**** Given passage
In my experience, when asking the inquirers about their relationships and why they are looking for whatever it is that they are, it really does seems like there are deeper problems that no bell, book or candle could solve on its own. If there’s no solving the problem that is starting all the issues, there’s no point. Assuming there is an issue and not a bad case of paranoia.

There are folks who are simply not cut out for relationships because they have so many issues with themselves that bleed into their interactions. They don’t trust others, they believe every negative stereotype about the gender they date, haven’t truly healed from past hurts, there’s a variety of reasons why these folks should take a break from relationships but they don’t. Instead they rather buy all these things that won’t help the relationship because it can’t help the person having the messed up ideas. If a person is forever suspicious of their significant other cheating despite the significant other not doing anything suspicious nor has a background in being unfaithful, there’s no magick in the world that could help the relationship and keep it afloat because the problem is not the relationship but one of the people in the relationship. It may seem easier to buy a candle and ask it to provide emotional security in the relationship but, trust, it’s a lot better to talk to the significant other and make sure everyone is on the same page.

Then there’s the fact that some do not understand – or want to understand – that the problem could be with them or the type of people they prefer to date. If a person consistently dates the cheating type, the problem isn’t necessarily the person they date (although, anyone who is a cheating type is certainly problematic), it’s them themselves because it’s their choice to get involved with such a person. This person, instead of looking within themselves and going “Hm, why do I keep going for these types?” would rather be stalking around a metaphysical shop trying to find black salt, various stones, candles, whatever to thwart any possible sneaking about their lover could be doing. And it’s a real doozy if they finally found one who actually is faithful because this person will have it so deep in their head that all wo/men cheat and thus that significant other will be treated the same. This person (and note I never called them a “witch” or anything that signifies dedicated metaphysical practice because usually it’s not a Witch but a dabbler) will probably never get it through their head that magick will not solve the problem. If anything, it may even exacerbate the drama and ultimate death of it.
********
### Brief 1:
Select each line of the records that contains the string "dirt", matching case exactly.
The passage and the records have no connection to each other.
**** Listed records
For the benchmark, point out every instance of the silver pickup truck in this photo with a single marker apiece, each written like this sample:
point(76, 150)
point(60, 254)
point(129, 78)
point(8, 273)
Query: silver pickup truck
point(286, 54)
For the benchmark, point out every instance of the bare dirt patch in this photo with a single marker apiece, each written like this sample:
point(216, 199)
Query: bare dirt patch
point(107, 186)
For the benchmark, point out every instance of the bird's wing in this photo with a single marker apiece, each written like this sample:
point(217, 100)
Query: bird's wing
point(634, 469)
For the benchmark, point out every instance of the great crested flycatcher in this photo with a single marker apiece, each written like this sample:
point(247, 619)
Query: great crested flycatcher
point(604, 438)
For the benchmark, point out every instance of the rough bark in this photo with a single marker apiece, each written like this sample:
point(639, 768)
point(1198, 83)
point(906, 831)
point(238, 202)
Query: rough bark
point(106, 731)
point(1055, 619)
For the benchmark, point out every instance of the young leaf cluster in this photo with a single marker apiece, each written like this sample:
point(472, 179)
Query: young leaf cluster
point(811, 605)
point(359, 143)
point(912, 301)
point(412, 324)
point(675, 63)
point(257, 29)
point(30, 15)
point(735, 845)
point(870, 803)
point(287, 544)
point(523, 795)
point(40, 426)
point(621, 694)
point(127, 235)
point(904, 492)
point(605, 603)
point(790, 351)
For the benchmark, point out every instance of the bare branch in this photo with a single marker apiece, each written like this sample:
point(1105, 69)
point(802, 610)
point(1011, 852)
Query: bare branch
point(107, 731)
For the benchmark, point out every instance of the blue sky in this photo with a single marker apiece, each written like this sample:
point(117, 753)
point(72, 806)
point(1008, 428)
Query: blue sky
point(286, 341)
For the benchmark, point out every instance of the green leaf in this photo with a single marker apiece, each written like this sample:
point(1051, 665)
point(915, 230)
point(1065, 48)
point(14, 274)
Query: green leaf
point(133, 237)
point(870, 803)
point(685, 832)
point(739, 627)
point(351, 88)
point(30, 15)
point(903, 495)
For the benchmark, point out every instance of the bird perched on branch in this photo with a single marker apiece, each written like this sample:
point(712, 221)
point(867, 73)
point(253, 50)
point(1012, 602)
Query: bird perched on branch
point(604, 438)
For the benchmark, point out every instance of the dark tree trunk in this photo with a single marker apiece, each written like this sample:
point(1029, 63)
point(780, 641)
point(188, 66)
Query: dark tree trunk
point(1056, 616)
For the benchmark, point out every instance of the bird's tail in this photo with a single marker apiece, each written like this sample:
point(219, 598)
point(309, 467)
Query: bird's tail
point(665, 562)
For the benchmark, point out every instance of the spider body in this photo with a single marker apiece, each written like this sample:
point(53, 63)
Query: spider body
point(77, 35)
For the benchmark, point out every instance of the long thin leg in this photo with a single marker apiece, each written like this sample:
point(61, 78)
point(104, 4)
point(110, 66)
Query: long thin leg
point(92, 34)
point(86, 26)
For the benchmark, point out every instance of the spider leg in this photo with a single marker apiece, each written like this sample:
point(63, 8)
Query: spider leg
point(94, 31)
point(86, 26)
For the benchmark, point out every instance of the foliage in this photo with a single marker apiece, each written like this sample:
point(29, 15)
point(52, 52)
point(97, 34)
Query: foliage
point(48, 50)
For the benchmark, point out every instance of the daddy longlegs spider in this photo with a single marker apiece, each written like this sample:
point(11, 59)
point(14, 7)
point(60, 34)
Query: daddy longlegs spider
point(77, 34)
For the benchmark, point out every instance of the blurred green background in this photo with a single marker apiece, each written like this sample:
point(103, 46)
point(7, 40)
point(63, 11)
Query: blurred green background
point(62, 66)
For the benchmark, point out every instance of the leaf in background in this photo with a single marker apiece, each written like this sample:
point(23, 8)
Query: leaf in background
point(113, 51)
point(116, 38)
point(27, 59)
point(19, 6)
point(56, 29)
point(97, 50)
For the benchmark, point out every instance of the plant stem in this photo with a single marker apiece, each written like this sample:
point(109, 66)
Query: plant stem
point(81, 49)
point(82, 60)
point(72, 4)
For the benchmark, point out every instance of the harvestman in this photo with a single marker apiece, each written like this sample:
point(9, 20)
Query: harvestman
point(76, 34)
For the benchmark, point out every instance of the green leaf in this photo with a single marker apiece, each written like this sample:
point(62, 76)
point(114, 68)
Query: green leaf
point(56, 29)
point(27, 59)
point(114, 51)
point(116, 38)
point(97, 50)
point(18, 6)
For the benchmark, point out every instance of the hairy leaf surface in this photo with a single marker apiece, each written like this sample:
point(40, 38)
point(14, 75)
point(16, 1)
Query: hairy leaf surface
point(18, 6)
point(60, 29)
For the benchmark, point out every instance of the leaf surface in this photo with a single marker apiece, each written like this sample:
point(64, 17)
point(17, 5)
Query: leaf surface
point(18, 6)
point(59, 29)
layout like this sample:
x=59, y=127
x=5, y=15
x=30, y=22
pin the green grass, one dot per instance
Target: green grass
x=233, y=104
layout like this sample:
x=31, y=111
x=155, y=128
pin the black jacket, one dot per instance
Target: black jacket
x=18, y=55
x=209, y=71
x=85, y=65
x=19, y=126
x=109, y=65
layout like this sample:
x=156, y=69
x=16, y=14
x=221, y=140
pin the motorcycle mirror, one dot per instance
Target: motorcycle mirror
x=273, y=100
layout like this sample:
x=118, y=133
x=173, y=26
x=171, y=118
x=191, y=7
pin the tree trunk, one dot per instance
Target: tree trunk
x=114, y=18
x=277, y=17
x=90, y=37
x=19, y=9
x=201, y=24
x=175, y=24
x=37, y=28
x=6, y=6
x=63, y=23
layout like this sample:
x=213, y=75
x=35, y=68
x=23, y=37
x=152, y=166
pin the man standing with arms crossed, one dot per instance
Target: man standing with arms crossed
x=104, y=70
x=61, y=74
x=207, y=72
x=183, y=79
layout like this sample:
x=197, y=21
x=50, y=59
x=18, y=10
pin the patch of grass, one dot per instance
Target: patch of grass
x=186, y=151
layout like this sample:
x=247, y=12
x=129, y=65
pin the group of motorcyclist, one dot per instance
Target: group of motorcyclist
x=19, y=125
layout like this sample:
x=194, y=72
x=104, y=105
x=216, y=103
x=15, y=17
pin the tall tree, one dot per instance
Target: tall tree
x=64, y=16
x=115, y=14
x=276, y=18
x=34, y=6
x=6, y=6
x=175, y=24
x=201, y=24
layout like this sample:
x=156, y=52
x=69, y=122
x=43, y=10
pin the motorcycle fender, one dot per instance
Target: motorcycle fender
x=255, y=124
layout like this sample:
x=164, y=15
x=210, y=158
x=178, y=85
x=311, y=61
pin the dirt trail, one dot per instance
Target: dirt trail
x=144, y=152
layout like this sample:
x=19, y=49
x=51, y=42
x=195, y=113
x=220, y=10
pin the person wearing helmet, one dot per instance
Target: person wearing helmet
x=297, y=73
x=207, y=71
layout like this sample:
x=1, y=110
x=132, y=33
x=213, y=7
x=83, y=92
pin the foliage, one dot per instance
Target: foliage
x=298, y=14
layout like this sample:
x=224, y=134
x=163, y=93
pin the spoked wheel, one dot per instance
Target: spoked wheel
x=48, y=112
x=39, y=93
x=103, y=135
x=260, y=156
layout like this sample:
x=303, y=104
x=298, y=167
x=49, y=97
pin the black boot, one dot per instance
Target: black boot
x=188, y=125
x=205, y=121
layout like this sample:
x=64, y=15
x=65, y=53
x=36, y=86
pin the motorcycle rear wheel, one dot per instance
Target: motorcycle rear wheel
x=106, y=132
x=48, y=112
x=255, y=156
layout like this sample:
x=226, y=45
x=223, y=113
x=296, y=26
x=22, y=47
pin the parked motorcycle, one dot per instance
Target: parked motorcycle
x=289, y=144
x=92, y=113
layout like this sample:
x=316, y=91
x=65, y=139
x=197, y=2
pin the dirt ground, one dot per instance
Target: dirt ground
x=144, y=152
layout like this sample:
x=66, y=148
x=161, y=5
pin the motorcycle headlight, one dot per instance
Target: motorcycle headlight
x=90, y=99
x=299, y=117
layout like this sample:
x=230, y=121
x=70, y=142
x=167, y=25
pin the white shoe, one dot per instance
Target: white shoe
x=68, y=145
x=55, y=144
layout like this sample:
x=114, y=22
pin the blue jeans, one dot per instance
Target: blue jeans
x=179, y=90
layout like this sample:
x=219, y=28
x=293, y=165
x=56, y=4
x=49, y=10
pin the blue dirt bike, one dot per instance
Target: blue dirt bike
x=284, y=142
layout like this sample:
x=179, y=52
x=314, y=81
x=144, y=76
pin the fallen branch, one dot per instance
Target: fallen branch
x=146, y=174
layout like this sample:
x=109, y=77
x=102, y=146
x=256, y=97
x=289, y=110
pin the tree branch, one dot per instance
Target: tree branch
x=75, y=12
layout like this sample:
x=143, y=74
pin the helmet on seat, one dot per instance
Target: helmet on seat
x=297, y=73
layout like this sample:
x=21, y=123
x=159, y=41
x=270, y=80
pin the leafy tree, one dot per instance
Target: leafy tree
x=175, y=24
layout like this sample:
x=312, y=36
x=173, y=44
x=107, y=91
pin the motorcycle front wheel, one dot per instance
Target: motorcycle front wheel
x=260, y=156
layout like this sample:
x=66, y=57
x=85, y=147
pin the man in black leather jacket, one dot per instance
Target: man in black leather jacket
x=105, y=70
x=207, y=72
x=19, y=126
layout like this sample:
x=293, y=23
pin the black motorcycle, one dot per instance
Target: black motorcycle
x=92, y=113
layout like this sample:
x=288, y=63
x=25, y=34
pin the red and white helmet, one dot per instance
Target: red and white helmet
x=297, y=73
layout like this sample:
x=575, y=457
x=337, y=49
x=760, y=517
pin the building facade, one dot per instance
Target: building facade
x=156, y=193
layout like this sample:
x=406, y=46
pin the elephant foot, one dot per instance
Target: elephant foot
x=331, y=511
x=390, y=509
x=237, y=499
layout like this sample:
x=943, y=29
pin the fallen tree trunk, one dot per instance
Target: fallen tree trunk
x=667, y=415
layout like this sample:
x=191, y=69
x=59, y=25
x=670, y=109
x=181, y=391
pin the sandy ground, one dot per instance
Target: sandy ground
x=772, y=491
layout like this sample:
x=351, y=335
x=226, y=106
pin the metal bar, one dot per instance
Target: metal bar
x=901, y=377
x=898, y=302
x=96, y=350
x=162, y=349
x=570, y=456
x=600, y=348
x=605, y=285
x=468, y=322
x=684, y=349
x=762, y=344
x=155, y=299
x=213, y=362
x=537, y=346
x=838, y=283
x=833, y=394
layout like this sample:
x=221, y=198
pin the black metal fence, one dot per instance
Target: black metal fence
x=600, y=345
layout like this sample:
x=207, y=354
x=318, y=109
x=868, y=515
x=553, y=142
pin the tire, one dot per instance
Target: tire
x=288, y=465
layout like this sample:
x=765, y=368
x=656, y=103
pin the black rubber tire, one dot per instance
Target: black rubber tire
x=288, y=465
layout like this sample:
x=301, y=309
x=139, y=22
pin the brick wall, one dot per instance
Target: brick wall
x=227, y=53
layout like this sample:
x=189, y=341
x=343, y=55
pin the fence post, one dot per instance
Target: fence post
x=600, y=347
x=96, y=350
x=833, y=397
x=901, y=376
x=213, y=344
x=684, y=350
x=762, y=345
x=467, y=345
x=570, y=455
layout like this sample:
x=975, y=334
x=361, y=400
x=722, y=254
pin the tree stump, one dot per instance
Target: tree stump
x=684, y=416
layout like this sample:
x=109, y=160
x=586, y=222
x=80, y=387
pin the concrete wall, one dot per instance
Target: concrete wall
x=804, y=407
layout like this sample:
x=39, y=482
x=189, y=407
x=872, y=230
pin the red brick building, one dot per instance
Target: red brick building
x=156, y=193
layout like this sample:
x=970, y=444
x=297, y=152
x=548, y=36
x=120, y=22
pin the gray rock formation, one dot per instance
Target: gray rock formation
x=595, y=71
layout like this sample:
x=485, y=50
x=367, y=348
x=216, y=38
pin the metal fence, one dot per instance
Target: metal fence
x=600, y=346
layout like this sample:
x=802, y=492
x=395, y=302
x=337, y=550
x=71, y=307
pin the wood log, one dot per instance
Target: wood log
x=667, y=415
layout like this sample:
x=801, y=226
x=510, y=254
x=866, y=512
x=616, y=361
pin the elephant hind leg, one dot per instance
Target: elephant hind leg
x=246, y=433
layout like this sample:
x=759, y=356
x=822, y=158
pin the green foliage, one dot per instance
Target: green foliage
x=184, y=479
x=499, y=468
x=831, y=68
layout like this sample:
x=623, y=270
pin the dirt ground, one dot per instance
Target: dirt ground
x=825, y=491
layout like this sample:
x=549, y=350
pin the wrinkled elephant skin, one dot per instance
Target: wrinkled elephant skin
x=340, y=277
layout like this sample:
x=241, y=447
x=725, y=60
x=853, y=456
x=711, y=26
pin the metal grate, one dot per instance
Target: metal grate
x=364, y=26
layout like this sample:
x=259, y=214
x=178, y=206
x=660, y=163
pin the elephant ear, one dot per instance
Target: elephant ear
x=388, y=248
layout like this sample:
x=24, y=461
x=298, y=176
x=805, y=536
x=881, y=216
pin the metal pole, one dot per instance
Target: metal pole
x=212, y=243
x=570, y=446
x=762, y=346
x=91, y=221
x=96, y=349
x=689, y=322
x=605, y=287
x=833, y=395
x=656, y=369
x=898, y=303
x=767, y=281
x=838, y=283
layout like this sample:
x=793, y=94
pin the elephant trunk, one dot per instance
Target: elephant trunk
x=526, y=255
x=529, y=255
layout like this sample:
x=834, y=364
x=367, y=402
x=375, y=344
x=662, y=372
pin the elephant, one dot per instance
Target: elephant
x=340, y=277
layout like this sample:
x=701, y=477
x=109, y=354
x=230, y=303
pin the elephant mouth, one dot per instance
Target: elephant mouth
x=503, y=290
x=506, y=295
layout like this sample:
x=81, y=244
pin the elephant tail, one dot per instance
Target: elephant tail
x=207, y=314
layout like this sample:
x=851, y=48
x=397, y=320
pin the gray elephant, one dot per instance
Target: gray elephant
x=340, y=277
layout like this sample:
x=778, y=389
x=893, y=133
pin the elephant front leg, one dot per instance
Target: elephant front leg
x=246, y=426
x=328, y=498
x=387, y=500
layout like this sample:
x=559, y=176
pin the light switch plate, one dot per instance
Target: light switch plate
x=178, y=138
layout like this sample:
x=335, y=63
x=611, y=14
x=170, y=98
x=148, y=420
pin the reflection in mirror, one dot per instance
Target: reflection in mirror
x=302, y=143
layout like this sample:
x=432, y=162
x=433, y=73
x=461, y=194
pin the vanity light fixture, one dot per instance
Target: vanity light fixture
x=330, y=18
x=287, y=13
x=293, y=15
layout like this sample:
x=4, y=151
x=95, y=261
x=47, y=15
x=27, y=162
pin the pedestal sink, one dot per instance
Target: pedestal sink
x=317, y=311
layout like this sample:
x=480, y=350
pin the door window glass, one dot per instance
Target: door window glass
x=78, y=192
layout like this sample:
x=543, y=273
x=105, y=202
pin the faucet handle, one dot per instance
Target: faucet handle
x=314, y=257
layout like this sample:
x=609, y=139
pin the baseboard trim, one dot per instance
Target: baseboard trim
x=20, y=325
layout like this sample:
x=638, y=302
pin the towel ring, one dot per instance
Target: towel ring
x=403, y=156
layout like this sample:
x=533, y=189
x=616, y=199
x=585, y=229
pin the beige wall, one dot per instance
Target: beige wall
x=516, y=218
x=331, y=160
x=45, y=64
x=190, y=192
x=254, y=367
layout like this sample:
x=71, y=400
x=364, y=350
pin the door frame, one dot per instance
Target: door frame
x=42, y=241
********
### Brief 2:
Write what comes next in the passage about relationship troubles and magick, picking up right after its last sentence.

### Written reply 1:
For the benchmark, point out every instance of the bare dirt patch in this photo with a single marker apiece, each written like this sample:
Query: bare dirt patch
pin the dirt trail, one dot per instance
Target: dirt trail
pin the dirt ground, one dot per instance
Target: dirt ground
pin the blue dirt bike, one dot per instance
Target: blue dirt bike
pin the dirt ground, one dot per instance
Target: dirt ground

### Written reply 2:
As I have mentioned earlier, I have had the experience of talking to these folks as they stood there sifting through whatever 7 day candle looks most ominous and as I tried to be the voice of reason. If it’s for suspicions of cheating, I would ask, “Are you sure?”, “If you’re sure that this is a constant problem, why stay?”, “Have you guys had a sit-down discussion, do you really think magick is needed?” If it’s for lack of communication, I would ask “Does s/he know how you feel about this?”, “Have you guys actually talked? As in, you both are being totally honest, being blunt and all?”, “You are aware that this is a bag of rocks and not an automatic truth serum you’re buying, right?” When it’s dealing with a person who has a money drain lover, it’s “Okay, have you thought about separate accounts so they can drain themselves and you don’t bail them out? They can’t play Wall St. forever”, “If this person is bad with money, have you told them?”, “These money spells you wanna cast won’t work if there’s a hole in the cup of fortune and it’s going to take more than magick to make someone decent with finances. Have you thought of dragging them to a finance seminar? The library has free programs.” No matter what, they are pretty much never deterred. They believe that magick is the silver bullet to their relationship when it really isn’t. Instead, these are problems where the person should think if it’s worth keeping their significant other around or not.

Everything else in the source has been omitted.